◆ Directions for this task:
Copy the lines from the one containing "Label: blue jeans" through the end of the entries, substituting "instance" for "occurrence" and leaving everything else unchanged.
##### Task data
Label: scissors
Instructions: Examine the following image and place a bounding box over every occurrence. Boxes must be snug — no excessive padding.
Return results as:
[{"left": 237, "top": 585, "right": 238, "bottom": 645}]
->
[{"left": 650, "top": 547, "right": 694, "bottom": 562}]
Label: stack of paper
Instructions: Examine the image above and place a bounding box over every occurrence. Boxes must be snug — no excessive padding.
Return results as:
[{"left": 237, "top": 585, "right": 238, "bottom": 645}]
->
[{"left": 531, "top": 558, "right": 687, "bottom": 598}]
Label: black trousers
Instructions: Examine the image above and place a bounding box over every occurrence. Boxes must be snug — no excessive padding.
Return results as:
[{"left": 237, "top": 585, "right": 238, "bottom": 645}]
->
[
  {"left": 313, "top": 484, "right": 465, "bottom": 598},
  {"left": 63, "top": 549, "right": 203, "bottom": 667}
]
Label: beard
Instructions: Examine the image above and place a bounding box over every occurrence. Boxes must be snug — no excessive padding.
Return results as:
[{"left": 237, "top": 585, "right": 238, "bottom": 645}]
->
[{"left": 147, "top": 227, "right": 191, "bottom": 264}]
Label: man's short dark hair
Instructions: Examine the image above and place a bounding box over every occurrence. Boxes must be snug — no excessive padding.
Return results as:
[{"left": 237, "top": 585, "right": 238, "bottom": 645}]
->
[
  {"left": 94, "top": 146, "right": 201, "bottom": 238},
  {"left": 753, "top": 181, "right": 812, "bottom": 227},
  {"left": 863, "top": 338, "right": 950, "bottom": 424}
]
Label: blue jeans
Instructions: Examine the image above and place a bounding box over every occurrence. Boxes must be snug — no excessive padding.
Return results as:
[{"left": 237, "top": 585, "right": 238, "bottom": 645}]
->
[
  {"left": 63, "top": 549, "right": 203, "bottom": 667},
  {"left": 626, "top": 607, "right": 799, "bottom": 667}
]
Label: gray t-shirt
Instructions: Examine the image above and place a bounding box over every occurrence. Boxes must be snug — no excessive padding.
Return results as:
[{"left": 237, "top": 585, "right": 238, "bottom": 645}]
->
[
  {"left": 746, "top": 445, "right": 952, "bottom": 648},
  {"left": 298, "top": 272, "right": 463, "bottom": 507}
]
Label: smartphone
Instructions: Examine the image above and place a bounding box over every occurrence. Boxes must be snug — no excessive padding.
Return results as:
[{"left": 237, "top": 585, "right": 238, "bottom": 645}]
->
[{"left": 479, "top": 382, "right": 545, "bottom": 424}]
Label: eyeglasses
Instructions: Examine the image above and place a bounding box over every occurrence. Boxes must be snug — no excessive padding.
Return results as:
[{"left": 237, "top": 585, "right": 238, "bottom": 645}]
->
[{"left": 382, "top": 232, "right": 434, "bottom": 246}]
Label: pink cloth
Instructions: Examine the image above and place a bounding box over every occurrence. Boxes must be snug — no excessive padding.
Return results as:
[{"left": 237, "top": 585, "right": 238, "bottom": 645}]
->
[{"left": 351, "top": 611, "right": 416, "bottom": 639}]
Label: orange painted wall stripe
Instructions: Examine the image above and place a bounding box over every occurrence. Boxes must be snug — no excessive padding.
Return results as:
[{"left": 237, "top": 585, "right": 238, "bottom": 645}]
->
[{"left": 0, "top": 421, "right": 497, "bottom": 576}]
##########
◆ Task output:
Label: blue jeans
Instructions: Examine the image above and place a bounding box over every instance. Boxes must be snug — no excessive padding.
Return results as:
[{"left": 237, "top": 585, "right": 238, "bottom": 645}]
->
[
  {"left": 63, "top": 549, "right": 203, "bottom": 667},
  {"left": 626, "top": 607, "right": 799, "bottom": 667}
]
Label: gray t-shirt
Instructions: Examine the image above and place a bounding box over every instance. Boxes must be snug — no excessive padding.
Return results as:
[{"left": 237, "top": 585, "right": 238, "bottom": 645}]
->
[
  {"left": 746, "top": 445, "right": 952, "bottom": 648},
  {"left": 298, "top": 272, "right": 463, "bottom": 507}
]
Label: smartphone
Instructions: Examine the image above and place a bounding box over every instance. Boxes must be snug — no excessive padding.
Return results as:
[{"left": 237, "top": 585, "right": 238, "bottom": 645}]
->
[{"left": 479, "top": 382, "right": 545, "bottom": 424}]
Label: eyeglasses
Instructions: Examine the image above and place a bounding box over every instance. Boxes must be snug — no excessive padding.
Return results as:
[{"left": 237, "top": 585, "right": 238, "bottom": 645}]
->
[{"left": 382, "top": 232, "right": 434, "bottom": 246}]
Label: pink cloth
Instructions: Examine the image above and place a bounding box over every instance. Boxes must be snug — no excessive padding.
Return results as:
[{"left": 237, "top": 585, "right": 238, "bottom": 645}]
->
[{"left": 351, "top": 611, "right": 416, "bottom": 639}]
Label: orange painted wall stripe
Instructions: Examine the image above and place a bounding box over every instance. Boxes must be snug — no excessive padding.
Return results as:
[{"left": 237, "top": 585, "right": 238, "bottom": 645}]
->
[{"left": 0, "top": 421, "right": 497, "bottom": 576}]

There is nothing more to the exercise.